[Problems and tasks]
1. In the guidance on using LLMs for engineering work, what should you always keep on hand when asking design-related questions?
2. Write the next part of the guidance on using LLMs for engineering work, picking up after its final sentence.

[Study text]
Arithmetic mistakes, especially with long or multi-step calculations. LLMs don't "calculate"; they predict text.
Fabricating fake formulae or non-existent clauses.
Misapplying units or using inconsistent dimensions.

Being overconfident in incorrect answers—they sound right even when they’re wrong.

~Generated using ChatGPT (GPT-4), developed by OpenAI. Output verified and curated by IStructE, June 2025.

With this in mind you should tell the LLM, not to perform the calculations only to provide the guidance for the process. State the process itself should be worked through by a human. It will help to provide an example of how you would like to see the information formatted.

6) Review and challenge

Check whether the logic is correct, and whether the references are real. Challenge it to refine, correct, and expand responses.

Note:

If you are asking design-related questions, you should always have a copy of the design code or standard on hand and should check that the equations it has provided are in the code. Often the LLM will hallucinate and produce equations which do not exist.

If you are asking questions related to the analysis of a structure, you should ask for references for the equations and perform simplified checks to confirm the analysis results are correct.

[Material provided]
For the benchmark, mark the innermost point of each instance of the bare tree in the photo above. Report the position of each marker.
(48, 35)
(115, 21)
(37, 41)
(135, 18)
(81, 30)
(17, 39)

[Outputs in order]
1. A copy of the design code or standard.

2.
Example of a well setup prompt:

The expectations for what you wish the LLM to produce should be set in line with Principle 1. Here you are not expecting the LLM to do the work for you, but to help reduce your time and to find the references that you are looking for.

Checking work produced with LLMs

A checking engineer should treat the work produced by an LLM as though it has been produced by a graduate.

For documents The checking engineer should review them as they would any other report or drawing produced by a graduate engineer.

For calculations The checking engineer should be familiar with the process of any calculation, and should review that the process has been done correctly.

However human an LLM seems, it’s important to remember they are just a piece of software. The person responsible for the quality of the work is the person who used the LLM to create the work. The people who create the work, no matter which tool they use, are responsible for the output.

Using LLMs as checking engineers

This section can be summarised as: don’t expect the AI to do the checks for you.

Checking engineers should treat the output from LLMs in the same way they would treat the work of another engineer. It cannot be assumed that it will be correct.

The Design Manual for Roads and Bridges (DMRB) is the UK’s primary technical standard for the design, assessment and operation of motorway and trunk road infrastructure, and suggest the below checks:

Category 0 and 1 checks

There has been recent speculation of LLMs being used to check whether structural designs are “correct” without any human review. This is strongly discouraged. The Institution’s position is that LLMs cannot currently be relied upon as independent checkers. They lack the necessary experience, judgment, and contextual understanding to recognise subtle but serious errors.

LLMs may be used by the design engineer themselves to assist with:

Grammar or formatting checks,
Spotting omissions or inconsistencies in their own reasoning.
However, once a piece of work is issued for review, it must be checked by a competent human chartered (or professionally licensed) engineer who accepts responsibility for its correctness.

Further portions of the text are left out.